## Task instructions:
Pick up the blog post about the Zatch Bell card game after its final sentence and extend it further.

***** Text extract *****

Usually all of my tabletop gaming comes from my comic store with impulse booster pickups at Target etc. This month I bought a pair of new games from Toys R Us, one of which I'm actually pretty interested in. The other is just meh.

The good one is the Zatch Bell card game, which is something I bet you'll never hear again. These are relative terms. Zatch Bell wins because it has a gameplay hook that fascinates me. Now, I know almost squat about the TV show; I've seen it once or twice on Cartoon Network and it seems benign enough. Another Pokemon variant with DBZ action. I wasn't heading out looking for Zatch Bell merch. So me snapping up the card game went something like this:

We walk into Toys R Us and one of their ad flyers catches my eye. It has the Zatch Bell logo and the phrase "THE HOTTEST GAME OF THE YEAR HAS ARRIVED!" Remember, I'm in a TRU so naturally I'm thinking "video games" and I am highly amused to see somebody call a Zatch Bell video game the Hottest. The video game industry is prone to hyperbole, but with big titles like Zelda and GTA around, it would take extreme balls to call a licensed anime game the Hottest of the Year. So I pick up the flyer.

Turns out, it's for a card game. Well, that's still a bold bit of marketing, so I retain my smirk. But I start softening around the edges when I read this in the bullet points: "the first collectible card game with no deck to shuffle, no draw or discard phase, no cards "in hand" to reconcile!"

Say what? How in the hell did they manage to make a card game that doesn't operate out of a deck? The next paragraph explains how you insert your chosen cards into a little spell book, and cards are played as you turn the pages of the book.

That did it. I have to see this one in action. Purchased.

Then I made Mike play it. And I'm still willing to call it interesting. I like how the spell books easily display your cards, and I like the way the presentation mimics the action in the cartoon. The cards could use some better design... there's four types of cards and the only way to distinguish between them all is with a colored border. Mamodos/Orange, Partners/Blue, Spells/Brown, Events/Green. They didn't bother to print "SPELL" or "EVENT" on the cards, which would have added a little instant visual clarity, especially for beginners. Also, although you'd think you could easily identify the Mamados and Partner cards as being people, they went and made a bunch of Event cards that are also people. I hate that.

Deckbuilding looks like a pain, since there are waaaay too many Mamodos in the card set... and each Mamado can only cast his or her own spells. So if you want to make a deck around one of the more obscure Mamodos (IE, not Zatch himself), you're going to have to buy a lot of boosters to dredge up all of the relevant spell cards. I think it may be a Toys R Us retail exclusive, which means you're at the mercy of $4 boosters, which is just awful.

***** Recorded data *****

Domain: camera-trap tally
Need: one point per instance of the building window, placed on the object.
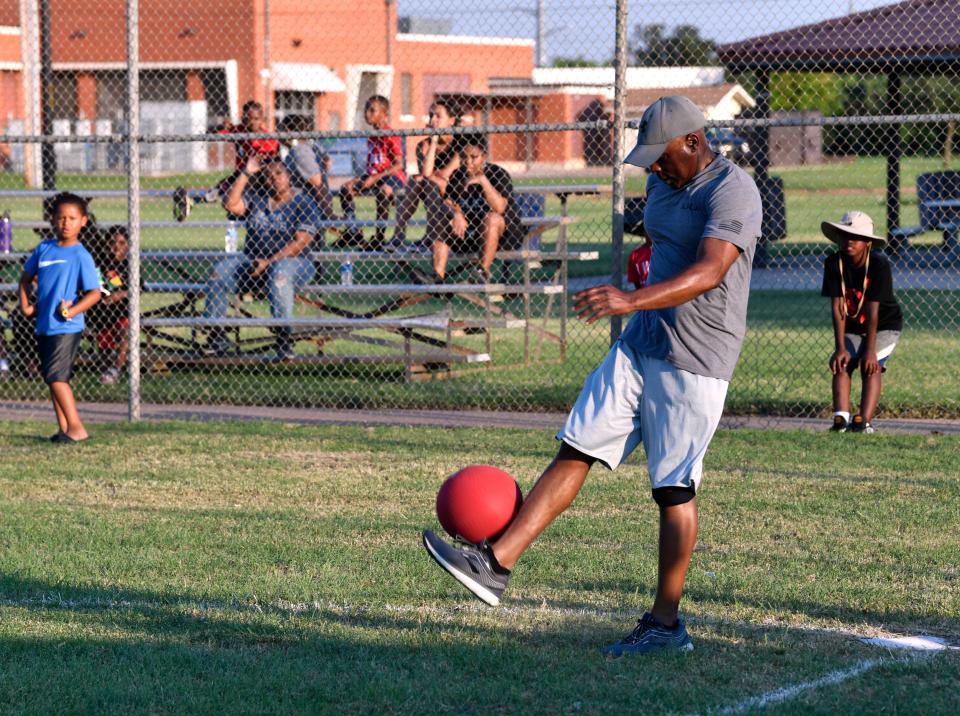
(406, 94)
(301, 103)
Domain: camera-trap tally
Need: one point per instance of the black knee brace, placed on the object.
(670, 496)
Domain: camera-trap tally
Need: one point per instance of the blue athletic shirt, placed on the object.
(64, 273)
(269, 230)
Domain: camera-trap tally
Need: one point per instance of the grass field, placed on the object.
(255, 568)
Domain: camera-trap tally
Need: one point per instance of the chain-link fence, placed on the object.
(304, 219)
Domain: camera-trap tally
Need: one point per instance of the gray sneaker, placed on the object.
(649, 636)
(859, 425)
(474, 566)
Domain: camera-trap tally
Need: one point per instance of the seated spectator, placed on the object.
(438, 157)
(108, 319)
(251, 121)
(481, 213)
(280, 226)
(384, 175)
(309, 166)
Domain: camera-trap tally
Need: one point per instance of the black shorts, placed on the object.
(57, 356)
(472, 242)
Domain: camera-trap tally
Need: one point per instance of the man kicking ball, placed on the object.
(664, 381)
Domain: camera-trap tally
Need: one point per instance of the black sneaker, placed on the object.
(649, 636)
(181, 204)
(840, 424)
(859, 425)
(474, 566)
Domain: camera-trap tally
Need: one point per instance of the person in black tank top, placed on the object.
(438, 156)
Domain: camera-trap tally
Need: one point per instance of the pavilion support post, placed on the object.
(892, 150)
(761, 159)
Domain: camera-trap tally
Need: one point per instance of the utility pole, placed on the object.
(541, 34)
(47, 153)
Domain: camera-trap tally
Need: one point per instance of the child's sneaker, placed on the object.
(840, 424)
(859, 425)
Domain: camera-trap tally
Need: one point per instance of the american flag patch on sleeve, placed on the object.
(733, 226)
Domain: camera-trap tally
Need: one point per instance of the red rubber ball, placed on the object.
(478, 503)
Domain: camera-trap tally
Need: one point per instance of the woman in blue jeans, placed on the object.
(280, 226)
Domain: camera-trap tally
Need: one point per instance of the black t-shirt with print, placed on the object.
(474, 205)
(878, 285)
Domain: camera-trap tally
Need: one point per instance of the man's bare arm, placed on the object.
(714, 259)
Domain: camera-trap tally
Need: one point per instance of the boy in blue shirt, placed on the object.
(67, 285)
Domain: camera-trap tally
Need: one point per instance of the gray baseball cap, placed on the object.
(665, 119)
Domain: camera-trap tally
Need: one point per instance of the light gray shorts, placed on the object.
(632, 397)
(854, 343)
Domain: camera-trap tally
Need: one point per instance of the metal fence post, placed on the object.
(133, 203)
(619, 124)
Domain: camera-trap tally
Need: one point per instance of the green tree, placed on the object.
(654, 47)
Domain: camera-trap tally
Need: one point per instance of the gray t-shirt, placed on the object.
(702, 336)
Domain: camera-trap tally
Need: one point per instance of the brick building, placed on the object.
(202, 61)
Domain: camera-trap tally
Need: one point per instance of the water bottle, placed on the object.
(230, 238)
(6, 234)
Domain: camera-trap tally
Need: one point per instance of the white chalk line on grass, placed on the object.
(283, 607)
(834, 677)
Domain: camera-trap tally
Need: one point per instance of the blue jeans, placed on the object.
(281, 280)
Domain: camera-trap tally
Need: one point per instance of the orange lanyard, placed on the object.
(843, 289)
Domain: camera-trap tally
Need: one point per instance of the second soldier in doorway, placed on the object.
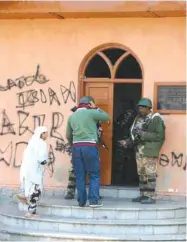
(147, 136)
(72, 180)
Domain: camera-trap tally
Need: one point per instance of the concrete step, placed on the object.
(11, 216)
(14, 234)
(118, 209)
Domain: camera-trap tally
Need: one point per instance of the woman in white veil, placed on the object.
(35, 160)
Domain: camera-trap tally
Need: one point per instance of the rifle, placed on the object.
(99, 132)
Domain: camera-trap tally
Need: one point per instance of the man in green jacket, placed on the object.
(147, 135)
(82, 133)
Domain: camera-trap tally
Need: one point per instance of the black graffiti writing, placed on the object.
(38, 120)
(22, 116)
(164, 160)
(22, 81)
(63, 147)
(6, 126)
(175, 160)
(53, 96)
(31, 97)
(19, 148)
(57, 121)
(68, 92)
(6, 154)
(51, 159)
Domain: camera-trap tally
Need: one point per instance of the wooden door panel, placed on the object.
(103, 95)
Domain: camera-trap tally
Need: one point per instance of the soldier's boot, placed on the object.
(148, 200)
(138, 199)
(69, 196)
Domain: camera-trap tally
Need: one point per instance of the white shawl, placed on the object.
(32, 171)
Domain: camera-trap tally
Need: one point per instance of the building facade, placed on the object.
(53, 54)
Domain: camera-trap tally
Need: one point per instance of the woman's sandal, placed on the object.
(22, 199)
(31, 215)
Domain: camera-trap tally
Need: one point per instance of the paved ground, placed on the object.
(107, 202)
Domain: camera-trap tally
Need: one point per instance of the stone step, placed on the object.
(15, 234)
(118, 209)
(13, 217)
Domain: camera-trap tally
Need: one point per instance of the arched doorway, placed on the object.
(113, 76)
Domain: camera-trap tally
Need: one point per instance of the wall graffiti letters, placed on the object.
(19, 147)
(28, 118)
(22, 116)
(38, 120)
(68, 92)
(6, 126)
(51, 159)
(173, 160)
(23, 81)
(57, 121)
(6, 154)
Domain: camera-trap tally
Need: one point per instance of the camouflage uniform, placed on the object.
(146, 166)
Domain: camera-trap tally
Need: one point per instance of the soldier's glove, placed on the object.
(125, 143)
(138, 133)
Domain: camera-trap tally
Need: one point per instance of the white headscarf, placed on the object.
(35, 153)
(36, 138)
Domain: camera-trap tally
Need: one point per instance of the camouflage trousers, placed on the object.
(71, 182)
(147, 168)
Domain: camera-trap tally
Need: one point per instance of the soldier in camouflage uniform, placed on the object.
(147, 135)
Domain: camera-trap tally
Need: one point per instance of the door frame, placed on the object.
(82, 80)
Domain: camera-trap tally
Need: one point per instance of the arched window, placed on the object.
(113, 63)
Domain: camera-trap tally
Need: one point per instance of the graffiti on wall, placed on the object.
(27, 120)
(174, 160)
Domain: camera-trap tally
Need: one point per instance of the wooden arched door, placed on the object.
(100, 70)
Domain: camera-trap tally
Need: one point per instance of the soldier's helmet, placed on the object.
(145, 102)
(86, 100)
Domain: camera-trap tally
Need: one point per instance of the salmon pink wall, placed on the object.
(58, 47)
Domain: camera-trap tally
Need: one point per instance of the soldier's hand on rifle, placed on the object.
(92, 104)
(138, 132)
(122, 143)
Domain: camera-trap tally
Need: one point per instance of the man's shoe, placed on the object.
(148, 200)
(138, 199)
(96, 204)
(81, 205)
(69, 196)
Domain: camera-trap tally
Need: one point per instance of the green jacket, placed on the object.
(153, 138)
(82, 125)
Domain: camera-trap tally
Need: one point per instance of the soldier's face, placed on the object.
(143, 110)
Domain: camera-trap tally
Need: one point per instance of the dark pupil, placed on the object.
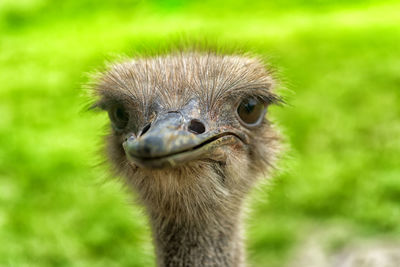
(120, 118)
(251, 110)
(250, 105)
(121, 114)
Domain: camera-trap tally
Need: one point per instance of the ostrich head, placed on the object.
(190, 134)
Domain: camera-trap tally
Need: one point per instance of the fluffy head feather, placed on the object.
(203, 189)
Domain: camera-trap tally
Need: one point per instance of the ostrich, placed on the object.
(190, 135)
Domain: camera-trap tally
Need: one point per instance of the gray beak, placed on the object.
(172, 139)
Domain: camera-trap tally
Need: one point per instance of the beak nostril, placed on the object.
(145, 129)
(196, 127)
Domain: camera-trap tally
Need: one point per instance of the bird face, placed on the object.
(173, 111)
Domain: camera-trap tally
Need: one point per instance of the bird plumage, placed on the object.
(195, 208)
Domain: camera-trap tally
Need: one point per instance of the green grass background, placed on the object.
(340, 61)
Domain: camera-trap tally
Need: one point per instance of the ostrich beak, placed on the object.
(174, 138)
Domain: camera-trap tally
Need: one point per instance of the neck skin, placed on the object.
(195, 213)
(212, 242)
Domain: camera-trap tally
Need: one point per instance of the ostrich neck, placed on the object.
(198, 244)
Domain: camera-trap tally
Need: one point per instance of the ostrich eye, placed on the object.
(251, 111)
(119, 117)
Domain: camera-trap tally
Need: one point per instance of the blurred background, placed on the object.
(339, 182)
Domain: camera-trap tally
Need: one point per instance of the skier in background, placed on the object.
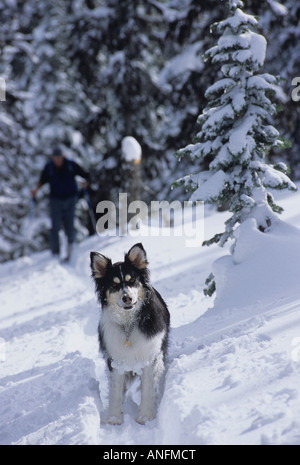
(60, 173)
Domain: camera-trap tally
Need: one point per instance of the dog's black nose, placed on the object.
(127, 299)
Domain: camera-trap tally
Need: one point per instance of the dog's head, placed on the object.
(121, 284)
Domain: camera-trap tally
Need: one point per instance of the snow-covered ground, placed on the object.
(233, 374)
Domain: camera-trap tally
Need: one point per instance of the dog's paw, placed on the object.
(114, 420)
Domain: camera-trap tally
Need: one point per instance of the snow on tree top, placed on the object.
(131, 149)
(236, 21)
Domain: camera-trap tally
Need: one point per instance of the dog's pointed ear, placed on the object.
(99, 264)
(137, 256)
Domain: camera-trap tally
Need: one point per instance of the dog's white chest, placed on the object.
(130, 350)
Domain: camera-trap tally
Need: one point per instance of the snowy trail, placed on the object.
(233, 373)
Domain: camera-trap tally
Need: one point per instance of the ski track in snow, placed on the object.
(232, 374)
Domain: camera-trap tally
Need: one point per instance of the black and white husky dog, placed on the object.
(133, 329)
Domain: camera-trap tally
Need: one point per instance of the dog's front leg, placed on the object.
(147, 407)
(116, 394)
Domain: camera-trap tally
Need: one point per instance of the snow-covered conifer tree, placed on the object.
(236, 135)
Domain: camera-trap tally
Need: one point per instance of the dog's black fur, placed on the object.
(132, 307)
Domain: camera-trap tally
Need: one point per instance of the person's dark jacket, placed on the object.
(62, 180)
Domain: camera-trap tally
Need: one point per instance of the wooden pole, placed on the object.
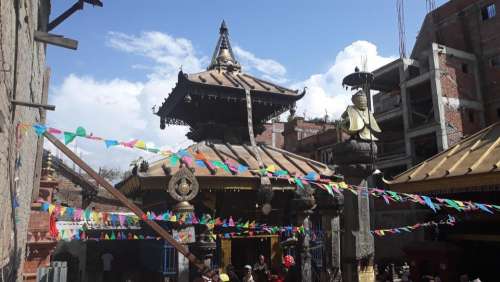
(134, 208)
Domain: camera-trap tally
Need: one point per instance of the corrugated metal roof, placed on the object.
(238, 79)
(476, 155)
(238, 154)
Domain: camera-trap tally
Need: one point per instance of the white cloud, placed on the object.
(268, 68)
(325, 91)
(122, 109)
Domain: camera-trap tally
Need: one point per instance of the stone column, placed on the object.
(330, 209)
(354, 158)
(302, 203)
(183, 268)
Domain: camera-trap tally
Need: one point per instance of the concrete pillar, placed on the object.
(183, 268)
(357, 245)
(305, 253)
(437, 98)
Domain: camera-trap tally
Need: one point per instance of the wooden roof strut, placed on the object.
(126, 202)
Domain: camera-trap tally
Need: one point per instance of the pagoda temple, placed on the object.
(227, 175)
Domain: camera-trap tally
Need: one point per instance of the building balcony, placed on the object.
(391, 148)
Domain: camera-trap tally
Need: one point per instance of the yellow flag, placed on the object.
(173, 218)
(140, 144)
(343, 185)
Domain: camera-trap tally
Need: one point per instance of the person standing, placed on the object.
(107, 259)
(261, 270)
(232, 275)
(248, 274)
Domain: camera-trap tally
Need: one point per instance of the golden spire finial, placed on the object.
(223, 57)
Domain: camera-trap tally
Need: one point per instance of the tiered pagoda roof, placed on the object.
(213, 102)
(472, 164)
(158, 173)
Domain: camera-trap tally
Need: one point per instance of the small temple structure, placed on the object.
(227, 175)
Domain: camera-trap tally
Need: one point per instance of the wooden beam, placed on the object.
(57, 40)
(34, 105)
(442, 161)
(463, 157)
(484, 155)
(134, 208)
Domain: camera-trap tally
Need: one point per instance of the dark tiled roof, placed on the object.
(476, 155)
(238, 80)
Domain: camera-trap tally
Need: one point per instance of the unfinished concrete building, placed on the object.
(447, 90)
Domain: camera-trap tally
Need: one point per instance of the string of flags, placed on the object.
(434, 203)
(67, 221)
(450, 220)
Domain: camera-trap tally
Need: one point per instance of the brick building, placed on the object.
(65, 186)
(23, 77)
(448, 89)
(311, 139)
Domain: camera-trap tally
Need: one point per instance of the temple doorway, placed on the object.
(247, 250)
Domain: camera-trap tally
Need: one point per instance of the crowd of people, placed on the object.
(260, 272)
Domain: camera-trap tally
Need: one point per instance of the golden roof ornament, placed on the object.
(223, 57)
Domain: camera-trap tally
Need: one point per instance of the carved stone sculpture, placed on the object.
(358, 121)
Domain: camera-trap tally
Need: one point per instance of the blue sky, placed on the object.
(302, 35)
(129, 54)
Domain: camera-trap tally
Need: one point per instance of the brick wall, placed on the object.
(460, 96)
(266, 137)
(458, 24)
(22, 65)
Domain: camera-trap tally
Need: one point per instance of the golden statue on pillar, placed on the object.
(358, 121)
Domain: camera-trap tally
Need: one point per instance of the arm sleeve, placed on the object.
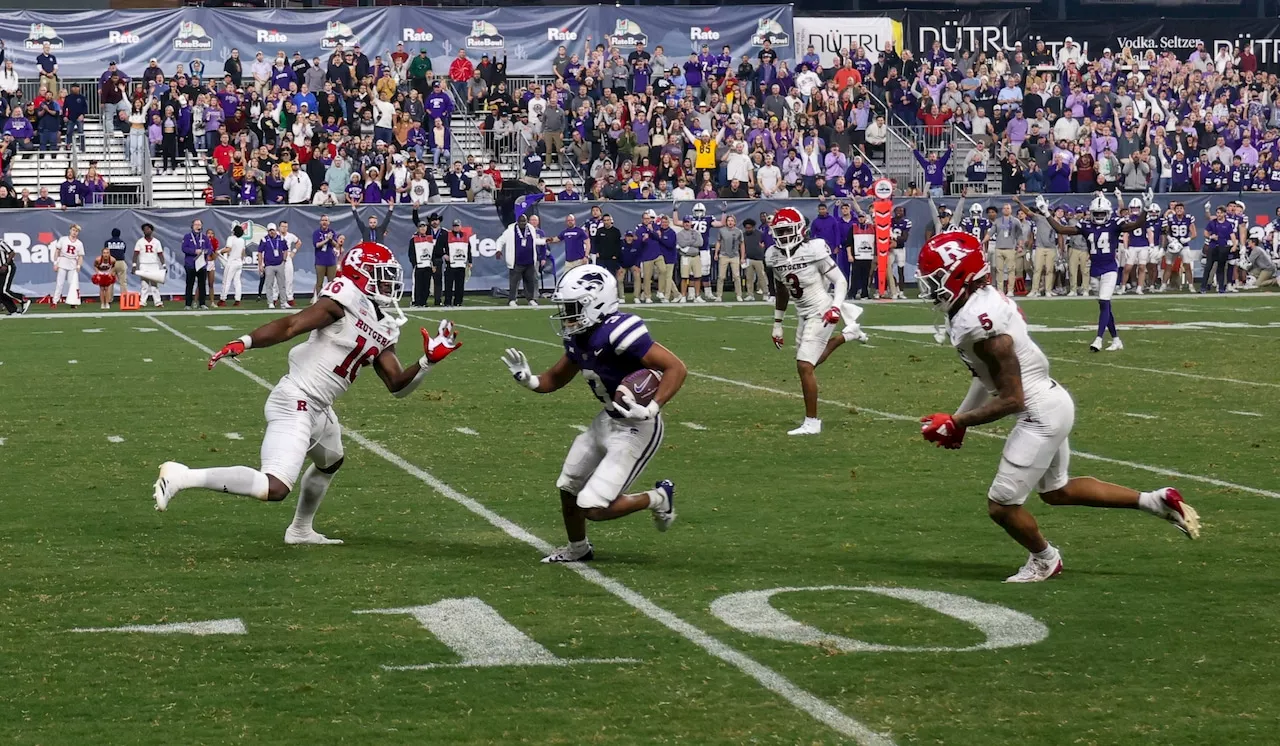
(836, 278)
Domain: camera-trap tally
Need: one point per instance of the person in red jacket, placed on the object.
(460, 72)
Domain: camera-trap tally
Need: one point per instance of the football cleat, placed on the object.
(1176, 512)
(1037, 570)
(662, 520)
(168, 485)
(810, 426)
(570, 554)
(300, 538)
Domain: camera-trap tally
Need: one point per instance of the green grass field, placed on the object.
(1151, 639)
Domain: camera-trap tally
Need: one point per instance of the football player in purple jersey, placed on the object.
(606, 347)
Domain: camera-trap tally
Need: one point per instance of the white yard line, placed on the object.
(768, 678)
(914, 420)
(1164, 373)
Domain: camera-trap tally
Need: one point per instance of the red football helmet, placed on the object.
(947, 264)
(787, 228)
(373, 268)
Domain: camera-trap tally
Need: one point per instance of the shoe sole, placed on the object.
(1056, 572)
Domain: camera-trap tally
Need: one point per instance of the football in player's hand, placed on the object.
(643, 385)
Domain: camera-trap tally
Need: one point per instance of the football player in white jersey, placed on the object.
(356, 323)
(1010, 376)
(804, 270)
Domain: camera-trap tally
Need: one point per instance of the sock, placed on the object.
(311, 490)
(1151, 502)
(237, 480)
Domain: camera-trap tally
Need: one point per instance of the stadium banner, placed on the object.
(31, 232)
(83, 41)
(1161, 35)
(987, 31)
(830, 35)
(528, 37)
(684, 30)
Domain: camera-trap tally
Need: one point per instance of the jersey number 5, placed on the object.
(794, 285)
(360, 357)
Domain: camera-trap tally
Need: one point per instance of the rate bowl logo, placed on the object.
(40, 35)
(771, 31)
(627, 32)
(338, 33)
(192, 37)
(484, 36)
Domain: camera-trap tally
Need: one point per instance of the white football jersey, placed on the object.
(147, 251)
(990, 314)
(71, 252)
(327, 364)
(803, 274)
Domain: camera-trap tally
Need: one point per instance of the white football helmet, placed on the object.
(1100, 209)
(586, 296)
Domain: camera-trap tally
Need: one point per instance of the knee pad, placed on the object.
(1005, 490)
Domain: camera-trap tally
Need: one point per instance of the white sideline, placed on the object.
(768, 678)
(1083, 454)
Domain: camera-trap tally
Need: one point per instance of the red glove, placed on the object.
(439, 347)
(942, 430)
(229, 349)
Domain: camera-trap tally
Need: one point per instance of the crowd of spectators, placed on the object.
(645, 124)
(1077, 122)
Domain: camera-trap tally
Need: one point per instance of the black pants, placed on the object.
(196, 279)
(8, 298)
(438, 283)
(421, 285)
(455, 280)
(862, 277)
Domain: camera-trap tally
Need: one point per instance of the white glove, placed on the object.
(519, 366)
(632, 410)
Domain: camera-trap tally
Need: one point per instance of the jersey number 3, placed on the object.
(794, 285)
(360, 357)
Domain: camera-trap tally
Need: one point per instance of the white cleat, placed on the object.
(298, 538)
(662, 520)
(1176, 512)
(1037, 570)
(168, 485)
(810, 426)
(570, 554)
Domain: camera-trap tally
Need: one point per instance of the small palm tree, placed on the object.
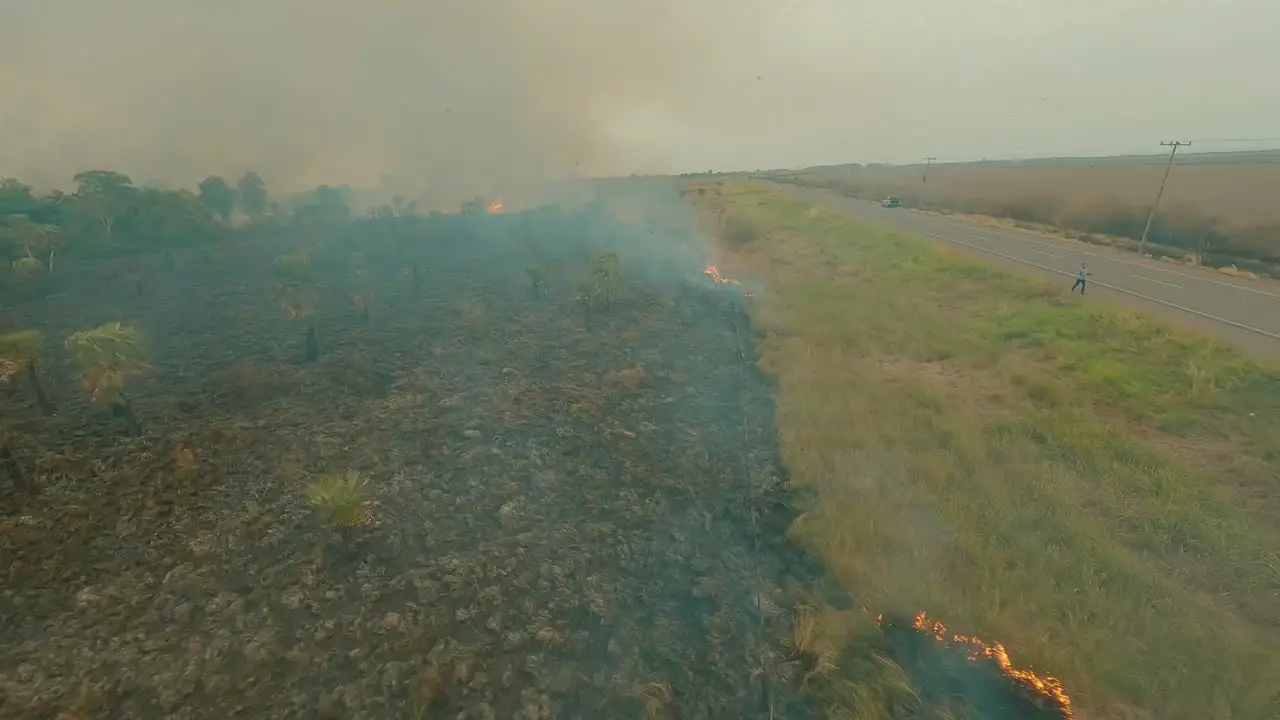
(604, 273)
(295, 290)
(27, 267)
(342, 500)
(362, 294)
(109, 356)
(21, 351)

*****

## Right answer:
Also, Mike and I have a philosophical concern. Given that you don't shuffle your spell book cards, there is a potential that any games between the same two spell books might play out exactly the same. Aside from a couple coin-flip based cards, the only randomizing factor is that each player can choose how many pages to turn at the beginning of each turn (the more pages you turn, the more magic points you generate, although when you run out of pages, you lose.) Further research required.

The other game is Super Hero Showdown, a gesalt customizable card game and action figure game. Each player gets an action figure and some corresponding power cards, and you trample over a modular card-based gameboard trying to hit each other.

The packaging makes a big deal about how posing the figures is an integral part of the game. It's not. Taking the time to pose your figure to match your attack (punch or kick, for example) means as much to the gameplay as you just announcing "Hey, I'm punching." It's not like the game judges you based on how well you can pose an action figure.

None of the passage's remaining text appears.